▸ DATA LISTING:
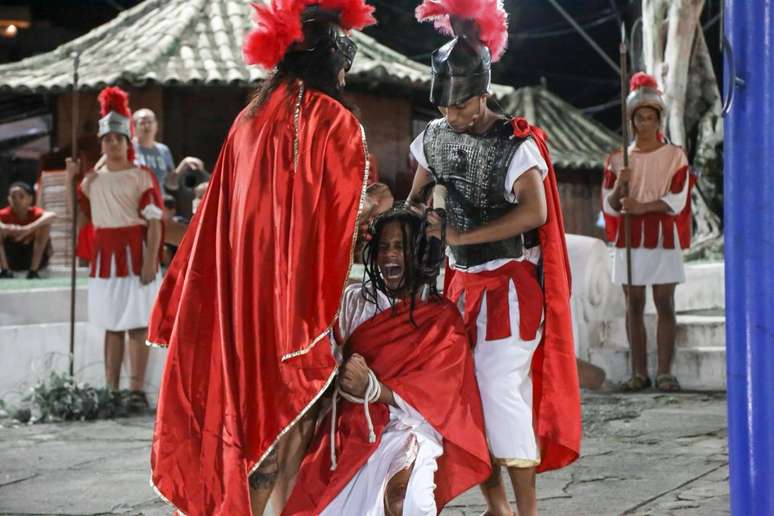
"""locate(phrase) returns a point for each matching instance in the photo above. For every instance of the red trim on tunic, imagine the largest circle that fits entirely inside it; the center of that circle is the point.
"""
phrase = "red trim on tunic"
(85, 248)
(112, 243)
(83, 201)
(647, 228)
(495, 283)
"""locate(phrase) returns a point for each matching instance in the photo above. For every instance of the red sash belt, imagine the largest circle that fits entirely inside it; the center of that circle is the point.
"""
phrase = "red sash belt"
(495, 283)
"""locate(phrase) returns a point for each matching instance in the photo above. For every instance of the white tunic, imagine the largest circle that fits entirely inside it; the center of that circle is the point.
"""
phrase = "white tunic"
(408, 438)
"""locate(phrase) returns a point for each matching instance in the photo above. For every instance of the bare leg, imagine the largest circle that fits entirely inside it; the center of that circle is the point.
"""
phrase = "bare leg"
(523, 480)
(395, 492)
(291, 449)
(635, 326)
(138, 358)
(114, 355)
(262, 482)
(494, 493)
(590, 376)
(664, 299)
(42, 237)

▸ REQUIRED WORK:
An exact copy of the listing is needed, minus its pictures.

▸ ANSWER TO THE EXERCISE:
"""locate(phrase) returns a point for each matching instance in the photo above. For every instance of the red trim on tunic, imagine the largest circle that fits entirely inside it; the center of that circle is the point.
"""
phrase = "red trim on tunic"
(85, 248)
(112, 243)
(83, 201)
(647, 228)
(495, 283)
"""locate(phrase) returns a point for each matching instance in the photo above. For every instance of the red sash belt, imagine the largest circle that fits entirely inside it; the center of that circle is the point.
"""
phrase = "red sash belt"
(495, 283)
"""locate(phrase) returns a point for each matching instance in the photo above. For every instance of the white tunic, imagine the largest circle that fits entirely inside it; the center of that circle is the point.
"""
phrase = "white tunic"
(408, 438)
"""locate(phrase) returns a point for each matching instance in the photo above. For every instance of the bare leg, imagine the largest circle that fits entirely inside it; the center of that circle is the point.
"""
phrase = "bare leg"
(523, 480)
(395, 492)
(291, 449)
(635, 326)
(138, 358)
(114, 355)
(262, 482)
(494, 493)
(590, 376)
(664, 299)
(42, 237)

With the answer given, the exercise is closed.